▸ **WHAT TO WORK ON**: Output as a numbered list the lines of the entries that begin with the line containing "target: car windshield" and end with the line containing "390 108 L 387", including both of those lines and omitting blank lines.

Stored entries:
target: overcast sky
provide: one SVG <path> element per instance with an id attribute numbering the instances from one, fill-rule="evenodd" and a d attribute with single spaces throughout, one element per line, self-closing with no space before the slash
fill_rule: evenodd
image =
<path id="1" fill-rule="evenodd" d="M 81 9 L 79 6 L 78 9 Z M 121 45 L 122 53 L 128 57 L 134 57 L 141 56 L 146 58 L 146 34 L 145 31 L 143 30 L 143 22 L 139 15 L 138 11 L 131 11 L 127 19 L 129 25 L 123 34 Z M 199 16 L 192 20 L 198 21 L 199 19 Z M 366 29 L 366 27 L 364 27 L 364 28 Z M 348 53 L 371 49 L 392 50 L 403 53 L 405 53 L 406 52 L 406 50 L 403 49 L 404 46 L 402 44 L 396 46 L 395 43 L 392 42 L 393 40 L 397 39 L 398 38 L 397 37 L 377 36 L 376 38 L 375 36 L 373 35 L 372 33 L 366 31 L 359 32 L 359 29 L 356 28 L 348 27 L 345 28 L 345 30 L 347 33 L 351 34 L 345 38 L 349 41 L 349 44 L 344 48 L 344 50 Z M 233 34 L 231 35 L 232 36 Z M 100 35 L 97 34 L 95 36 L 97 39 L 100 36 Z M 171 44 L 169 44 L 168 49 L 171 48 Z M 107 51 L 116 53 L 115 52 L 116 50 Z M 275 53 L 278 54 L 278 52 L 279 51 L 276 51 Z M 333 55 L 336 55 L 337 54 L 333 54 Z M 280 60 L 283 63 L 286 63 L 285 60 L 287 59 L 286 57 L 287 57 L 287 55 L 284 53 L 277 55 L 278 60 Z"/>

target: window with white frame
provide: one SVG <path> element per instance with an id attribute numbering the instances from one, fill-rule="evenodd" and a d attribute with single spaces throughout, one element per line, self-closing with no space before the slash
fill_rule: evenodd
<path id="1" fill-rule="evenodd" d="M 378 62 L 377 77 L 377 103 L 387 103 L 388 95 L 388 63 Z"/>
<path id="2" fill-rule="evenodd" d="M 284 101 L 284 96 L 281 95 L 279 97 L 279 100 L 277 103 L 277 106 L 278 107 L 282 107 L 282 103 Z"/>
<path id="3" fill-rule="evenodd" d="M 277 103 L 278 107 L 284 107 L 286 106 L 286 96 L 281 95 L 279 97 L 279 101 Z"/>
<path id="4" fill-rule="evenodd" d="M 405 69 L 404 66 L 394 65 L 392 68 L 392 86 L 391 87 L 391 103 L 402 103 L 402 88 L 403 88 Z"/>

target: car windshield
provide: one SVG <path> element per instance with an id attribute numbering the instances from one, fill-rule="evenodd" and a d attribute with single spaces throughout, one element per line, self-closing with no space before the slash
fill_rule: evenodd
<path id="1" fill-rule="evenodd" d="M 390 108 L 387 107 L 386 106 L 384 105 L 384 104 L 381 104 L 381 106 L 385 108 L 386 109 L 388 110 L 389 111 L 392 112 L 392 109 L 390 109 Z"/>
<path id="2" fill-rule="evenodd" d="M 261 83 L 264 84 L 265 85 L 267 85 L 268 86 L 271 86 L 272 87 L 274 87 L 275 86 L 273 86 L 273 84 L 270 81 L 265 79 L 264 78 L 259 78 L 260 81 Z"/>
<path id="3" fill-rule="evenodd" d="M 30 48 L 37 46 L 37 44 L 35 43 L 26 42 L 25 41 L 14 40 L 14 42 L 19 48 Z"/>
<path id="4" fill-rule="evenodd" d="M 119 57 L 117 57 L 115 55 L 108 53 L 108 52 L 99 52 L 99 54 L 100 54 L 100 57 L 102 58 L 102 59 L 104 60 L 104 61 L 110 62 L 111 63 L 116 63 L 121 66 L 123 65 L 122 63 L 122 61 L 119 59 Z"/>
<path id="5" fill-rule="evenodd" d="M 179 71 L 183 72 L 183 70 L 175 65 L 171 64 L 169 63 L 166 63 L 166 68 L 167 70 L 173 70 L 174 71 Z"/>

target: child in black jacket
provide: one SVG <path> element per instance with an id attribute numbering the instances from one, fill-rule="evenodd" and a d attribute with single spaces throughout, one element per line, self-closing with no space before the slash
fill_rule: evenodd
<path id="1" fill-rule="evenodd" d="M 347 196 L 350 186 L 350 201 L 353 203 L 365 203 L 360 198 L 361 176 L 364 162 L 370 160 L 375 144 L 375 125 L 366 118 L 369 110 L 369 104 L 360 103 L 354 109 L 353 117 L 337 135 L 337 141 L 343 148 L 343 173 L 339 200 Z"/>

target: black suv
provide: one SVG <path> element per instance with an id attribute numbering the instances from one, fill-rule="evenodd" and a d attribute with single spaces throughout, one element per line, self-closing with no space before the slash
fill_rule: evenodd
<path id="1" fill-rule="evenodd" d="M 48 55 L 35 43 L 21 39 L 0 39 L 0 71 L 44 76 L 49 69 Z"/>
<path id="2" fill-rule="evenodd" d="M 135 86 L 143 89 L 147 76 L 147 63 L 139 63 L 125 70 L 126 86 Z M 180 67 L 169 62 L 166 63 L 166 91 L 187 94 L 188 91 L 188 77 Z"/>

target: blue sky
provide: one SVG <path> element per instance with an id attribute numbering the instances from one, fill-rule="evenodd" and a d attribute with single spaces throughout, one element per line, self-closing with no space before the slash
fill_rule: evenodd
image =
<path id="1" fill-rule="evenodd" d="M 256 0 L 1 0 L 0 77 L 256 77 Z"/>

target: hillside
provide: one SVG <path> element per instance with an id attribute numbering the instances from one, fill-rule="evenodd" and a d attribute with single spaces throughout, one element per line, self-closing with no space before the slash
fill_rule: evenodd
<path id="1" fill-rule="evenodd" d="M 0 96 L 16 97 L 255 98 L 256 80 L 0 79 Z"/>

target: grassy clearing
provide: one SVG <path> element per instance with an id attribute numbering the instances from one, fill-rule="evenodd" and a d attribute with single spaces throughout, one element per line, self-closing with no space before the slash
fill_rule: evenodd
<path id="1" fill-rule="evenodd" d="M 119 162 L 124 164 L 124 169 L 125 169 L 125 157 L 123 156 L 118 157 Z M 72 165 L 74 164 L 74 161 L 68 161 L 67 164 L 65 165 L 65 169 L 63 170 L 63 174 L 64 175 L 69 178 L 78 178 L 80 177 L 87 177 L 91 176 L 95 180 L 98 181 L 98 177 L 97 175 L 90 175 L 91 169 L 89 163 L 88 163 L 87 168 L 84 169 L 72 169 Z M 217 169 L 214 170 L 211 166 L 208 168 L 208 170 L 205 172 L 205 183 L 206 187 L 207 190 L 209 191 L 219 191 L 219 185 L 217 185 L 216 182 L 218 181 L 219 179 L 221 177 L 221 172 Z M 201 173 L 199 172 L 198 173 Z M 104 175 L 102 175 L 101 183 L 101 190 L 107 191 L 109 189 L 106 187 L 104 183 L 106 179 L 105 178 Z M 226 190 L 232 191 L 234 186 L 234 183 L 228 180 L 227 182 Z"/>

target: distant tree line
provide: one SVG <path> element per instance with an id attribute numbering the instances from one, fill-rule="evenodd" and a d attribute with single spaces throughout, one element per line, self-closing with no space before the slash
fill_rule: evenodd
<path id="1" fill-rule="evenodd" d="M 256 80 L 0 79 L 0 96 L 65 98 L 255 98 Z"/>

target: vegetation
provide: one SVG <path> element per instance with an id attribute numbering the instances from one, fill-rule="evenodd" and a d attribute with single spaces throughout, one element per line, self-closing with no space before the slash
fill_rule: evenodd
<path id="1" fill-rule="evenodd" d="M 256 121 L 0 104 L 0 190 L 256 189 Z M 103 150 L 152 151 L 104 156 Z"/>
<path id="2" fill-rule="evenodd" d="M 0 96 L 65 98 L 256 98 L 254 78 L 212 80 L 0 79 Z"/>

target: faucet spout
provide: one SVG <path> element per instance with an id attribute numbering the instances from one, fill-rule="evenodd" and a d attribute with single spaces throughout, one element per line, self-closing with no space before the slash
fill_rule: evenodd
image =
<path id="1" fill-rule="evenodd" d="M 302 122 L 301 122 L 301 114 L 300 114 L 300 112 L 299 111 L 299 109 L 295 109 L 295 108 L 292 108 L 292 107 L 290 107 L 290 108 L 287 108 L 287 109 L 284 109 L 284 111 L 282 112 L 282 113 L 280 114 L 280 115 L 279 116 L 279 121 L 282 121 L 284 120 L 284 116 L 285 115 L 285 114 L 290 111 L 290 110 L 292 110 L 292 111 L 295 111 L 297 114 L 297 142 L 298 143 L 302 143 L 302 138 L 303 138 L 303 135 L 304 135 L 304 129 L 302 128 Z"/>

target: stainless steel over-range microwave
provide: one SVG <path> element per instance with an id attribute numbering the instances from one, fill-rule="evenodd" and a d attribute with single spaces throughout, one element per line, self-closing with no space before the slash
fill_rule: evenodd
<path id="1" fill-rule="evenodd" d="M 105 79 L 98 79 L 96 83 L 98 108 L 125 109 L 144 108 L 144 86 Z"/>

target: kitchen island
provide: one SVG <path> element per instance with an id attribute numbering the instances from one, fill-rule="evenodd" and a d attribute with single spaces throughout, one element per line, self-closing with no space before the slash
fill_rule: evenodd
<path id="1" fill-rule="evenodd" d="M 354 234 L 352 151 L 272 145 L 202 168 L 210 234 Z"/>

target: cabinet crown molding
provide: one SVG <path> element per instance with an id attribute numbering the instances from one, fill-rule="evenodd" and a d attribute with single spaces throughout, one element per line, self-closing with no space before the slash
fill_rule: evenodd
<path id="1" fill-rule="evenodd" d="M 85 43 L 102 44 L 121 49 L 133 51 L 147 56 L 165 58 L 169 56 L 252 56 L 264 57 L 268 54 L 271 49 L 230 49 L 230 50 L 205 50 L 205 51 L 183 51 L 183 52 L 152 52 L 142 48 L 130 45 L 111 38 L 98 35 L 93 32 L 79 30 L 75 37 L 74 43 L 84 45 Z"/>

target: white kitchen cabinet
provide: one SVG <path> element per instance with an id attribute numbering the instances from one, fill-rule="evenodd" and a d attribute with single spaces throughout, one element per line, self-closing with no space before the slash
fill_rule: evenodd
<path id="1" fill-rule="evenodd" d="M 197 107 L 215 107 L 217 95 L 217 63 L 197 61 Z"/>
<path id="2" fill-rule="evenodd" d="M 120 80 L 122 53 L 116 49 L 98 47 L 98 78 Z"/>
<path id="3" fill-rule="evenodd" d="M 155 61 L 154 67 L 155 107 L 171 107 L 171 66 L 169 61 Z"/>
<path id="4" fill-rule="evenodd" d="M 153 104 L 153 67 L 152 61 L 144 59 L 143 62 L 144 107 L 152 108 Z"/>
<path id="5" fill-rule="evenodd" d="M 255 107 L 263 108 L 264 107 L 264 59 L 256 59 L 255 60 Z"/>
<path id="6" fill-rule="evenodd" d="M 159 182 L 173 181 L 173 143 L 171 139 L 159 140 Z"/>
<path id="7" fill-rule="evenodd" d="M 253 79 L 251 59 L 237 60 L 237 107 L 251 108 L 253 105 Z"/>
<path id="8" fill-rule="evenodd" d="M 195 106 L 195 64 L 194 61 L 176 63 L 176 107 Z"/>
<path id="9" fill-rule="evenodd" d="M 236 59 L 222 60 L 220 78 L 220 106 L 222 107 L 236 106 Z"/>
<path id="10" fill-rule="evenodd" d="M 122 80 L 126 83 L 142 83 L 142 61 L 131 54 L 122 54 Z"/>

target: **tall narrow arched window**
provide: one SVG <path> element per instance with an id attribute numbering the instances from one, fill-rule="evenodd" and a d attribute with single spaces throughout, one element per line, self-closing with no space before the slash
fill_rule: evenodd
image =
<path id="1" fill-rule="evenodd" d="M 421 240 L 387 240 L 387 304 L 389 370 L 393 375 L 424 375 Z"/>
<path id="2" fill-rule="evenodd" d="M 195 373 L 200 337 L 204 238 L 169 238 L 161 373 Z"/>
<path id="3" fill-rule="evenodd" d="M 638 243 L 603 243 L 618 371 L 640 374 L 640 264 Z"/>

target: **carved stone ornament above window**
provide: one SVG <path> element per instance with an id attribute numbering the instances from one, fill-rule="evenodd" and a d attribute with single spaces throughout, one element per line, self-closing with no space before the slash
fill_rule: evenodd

▸ **FINAL ANSWER**:
1. target: car windshield
2. provide: one SVG <path> element per instance with an id attribute numbering the instances from one, fill-rule="evenodd" and a d attribute with single spaces throughout, one element per line, self-closing with no space before the slash
3. fill_rule: evenodd
4. <path id="1" fill-rule="evenodd" d="M 390 108 L 387 107 L 386 106 L 384 105 L 384 104 L 381 104 L 381 106 L 385 108 L 386 109 L 388 110 L 389 111 L 392 112 L 392 109 L 390 109 Z"/>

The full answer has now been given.